◆ **Excerpt from a dataset**

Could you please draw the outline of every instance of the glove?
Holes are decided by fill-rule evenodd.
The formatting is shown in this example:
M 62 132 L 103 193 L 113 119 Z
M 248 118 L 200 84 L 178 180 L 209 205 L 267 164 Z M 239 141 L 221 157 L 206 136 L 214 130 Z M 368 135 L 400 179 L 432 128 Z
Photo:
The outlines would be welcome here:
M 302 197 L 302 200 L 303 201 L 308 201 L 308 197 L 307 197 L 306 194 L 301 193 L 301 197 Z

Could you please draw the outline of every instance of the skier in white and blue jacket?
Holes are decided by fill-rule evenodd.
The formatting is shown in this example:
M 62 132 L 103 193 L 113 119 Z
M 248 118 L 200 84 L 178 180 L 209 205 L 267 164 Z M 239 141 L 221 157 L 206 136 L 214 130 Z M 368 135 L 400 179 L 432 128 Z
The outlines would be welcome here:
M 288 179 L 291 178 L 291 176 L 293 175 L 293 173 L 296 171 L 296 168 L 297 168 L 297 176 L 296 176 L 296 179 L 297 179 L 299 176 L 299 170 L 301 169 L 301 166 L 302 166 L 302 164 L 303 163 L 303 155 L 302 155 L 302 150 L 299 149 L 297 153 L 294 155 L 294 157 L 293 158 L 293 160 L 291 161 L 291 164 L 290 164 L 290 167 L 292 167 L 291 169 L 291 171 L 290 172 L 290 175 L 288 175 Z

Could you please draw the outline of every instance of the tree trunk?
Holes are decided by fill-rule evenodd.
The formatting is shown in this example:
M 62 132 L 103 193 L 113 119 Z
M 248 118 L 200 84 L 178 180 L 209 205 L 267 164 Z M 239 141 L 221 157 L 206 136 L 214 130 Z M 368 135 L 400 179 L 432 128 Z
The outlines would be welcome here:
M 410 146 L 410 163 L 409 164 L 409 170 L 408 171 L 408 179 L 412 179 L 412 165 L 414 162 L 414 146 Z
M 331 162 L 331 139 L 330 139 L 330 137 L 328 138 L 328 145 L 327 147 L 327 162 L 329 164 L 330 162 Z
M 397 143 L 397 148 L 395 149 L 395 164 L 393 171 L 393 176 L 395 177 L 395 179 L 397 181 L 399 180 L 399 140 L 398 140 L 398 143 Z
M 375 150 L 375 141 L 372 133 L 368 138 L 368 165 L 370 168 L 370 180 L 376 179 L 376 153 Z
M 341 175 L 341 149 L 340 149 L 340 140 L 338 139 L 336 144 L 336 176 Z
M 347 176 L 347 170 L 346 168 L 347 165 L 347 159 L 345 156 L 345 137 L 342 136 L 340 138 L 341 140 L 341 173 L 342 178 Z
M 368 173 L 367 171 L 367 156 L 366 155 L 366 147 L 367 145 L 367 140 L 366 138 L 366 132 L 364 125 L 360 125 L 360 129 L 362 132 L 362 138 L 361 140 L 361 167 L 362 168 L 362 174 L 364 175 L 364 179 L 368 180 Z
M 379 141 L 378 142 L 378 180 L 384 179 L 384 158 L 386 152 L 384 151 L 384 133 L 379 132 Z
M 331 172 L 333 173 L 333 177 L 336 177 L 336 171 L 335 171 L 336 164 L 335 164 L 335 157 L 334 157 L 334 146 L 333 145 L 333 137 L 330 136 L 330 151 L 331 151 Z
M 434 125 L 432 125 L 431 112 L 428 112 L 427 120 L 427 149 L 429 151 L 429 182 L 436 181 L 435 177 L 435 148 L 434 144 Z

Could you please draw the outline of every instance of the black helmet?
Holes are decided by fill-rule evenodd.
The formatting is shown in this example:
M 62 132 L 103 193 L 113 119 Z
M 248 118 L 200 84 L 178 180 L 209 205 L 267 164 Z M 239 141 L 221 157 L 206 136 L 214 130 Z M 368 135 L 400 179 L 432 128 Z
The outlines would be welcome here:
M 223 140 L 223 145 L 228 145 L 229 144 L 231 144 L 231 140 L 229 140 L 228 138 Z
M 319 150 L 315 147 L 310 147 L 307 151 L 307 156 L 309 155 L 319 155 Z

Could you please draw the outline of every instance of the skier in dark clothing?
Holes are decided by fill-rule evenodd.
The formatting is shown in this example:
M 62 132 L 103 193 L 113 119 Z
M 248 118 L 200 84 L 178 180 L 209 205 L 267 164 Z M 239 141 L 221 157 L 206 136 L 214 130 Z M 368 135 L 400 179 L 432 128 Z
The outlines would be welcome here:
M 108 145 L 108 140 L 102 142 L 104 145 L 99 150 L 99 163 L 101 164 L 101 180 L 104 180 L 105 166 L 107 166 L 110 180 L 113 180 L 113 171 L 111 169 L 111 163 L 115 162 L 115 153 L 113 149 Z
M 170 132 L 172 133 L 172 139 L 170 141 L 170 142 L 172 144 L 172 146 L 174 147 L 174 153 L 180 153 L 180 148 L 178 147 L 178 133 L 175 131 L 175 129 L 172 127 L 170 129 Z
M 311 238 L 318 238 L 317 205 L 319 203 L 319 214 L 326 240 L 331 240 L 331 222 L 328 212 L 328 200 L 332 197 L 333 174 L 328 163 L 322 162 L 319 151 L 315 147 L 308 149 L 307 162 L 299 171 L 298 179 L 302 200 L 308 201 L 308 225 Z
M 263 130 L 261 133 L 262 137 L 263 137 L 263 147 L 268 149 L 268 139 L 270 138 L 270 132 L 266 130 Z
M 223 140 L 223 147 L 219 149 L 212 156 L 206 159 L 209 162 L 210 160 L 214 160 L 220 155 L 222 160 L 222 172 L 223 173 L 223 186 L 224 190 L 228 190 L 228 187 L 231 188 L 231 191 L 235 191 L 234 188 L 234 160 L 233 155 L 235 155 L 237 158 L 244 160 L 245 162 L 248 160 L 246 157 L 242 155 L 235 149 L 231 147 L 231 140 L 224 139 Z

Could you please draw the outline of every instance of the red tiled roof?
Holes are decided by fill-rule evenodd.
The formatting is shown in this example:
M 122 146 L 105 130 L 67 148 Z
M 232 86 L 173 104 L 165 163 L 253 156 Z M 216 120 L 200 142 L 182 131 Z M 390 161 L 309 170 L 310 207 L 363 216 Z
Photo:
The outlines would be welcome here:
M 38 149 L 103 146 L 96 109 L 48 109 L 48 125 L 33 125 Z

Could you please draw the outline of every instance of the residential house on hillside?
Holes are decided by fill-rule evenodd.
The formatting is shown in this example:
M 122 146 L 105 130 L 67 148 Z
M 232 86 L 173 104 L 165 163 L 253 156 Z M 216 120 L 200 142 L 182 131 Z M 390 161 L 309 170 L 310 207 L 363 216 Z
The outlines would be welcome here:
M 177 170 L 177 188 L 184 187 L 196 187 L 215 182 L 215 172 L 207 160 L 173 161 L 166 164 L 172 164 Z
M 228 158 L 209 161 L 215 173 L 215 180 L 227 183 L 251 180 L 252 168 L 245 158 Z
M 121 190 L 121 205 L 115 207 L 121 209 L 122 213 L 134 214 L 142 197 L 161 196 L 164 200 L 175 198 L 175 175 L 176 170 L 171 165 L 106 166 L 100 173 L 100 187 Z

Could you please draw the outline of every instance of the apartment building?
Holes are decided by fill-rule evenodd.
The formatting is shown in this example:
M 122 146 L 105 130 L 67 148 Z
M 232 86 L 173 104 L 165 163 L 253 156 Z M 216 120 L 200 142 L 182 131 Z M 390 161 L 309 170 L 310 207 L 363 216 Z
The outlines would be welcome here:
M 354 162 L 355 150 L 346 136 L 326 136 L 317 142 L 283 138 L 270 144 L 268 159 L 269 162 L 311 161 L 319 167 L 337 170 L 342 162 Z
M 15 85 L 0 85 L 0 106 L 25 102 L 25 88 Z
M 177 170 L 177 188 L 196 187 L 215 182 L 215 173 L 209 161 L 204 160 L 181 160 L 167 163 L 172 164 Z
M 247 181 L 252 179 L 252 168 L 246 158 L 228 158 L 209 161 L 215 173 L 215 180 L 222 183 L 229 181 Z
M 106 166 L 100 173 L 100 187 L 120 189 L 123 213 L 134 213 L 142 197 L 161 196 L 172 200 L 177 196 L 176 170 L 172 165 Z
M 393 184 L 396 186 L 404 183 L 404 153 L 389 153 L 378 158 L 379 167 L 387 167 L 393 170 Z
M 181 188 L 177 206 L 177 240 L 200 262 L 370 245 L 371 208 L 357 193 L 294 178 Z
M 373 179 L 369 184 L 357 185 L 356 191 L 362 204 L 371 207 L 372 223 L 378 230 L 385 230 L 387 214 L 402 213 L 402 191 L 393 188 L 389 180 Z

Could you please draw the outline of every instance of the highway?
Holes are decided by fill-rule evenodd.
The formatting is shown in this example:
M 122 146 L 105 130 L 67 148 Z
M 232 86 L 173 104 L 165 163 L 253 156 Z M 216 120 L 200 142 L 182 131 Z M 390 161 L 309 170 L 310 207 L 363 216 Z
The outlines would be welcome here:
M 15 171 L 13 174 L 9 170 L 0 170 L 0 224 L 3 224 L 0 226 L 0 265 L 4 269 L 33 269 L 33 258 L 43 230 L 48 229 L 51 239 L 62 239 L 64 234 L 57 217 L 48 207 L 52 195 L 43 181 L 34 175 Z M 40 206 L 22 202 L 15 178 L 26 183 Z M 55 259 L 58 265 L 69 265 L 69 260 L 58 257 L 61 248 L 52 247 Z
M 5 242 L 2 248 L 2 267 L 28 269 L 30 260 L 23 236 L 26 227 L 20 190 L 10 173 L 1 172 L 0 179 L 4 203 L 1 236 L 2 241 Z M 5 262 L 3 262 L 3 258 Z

◆ **What needs to be done**
Copy the entries from the line containing "red tiled roof?" through the line containing "M 121 190 L", swapping "welcome" for "appreciated" and leaving everything else untouched.

◆ **Right answer**
Could you please draw the outline of every instance of the red tiled roof?
Holes are decided by fill-rule evenodd.
The formatting is shown in this example:
M 122 146 L 105 130 L 67 148 Z
M 232 86 L 173 104 L 165 163 L 253 156 Z M 216 120 L 200 142 L 182 131 Z M 390 161 L 309 170 L 310 207 L 363 216 Z
Photo:
The outlines would be appreciated here:
M 38 149 L 103 146 L 96 109 L 48 109 L 48 125 L 33 125 Z

Could you please draw the outline of every instance of the residential house on hillside?
Holes are decided by fill-rule evenodd.
The formatting is shown in this example:
M 122 146 L 105 130 L 67 148 Z
M 232 86 L 173 104 L 165 163 L 253 156 Z M 216 120 L 200 142 L 182 131 Z M 390 161 L 309 170 L 310 207 L 363 216 Z
The outlines would be appreciated here:
M 177 170 L 177 188 L 184 187 L 196 187 L 215 182 L 215 172 L 207 160 L 173 161 L 166 164 L 172 164 Z
M 228 158 L 209 161 L 215 173 L 215 180 L 227 183 L 251 180 L 252 168 L 245 158 Z
M 121 190 L 121 205 L 115 207 L 121 209 L 122 213 L 134 214 L 142 197 L 161 196 L 164 200 L 175 198 L 175 175 L 176 170 L 171 165 L 106 166 L 100 173 L 100 187 Z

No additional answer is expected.